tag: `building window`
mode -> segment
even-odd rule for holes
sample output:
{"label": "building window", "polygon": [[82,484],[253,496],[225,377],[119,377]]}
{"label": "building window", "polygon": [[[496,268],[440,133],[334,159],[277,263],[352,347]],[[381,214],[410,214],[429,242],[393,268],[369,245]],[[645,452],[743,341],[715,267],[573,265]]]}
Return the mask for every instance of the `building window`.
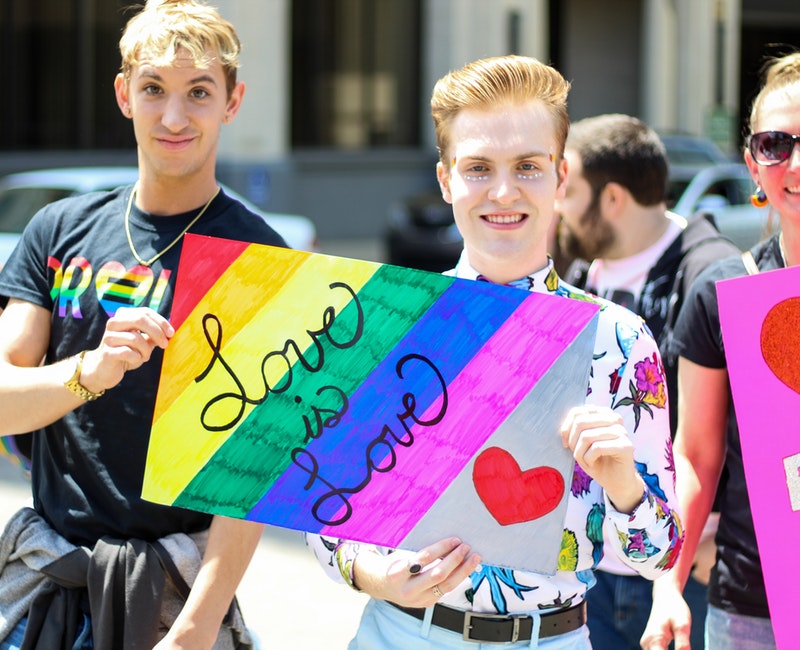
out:
{"label": "building window", "polygon": [[114,99],[117,43],[133,2],[4,0],[0,150],[133,144]]}
{"label": "building window", "polygon": [[293,0],[293,147],[419,145],[420,5]]}

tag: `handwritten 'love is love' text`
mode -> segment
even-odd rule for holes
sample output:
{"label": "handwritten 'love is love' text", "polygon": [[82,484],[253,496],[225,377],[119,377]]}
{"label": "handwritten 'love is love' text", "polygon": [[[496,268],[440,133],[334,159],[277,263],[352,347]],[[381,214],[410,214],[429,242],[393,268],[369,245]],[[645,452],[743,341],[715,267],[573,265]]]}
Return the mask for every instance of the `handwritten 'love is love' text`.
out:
────────
Aim of the exercise - Scan the material above for the string "every". Return each line where it occurs.

Answer for the task -
Return the mask for every instance of the `building window`.
Return the mask for every instance of the `handwritten 'love is love' text`.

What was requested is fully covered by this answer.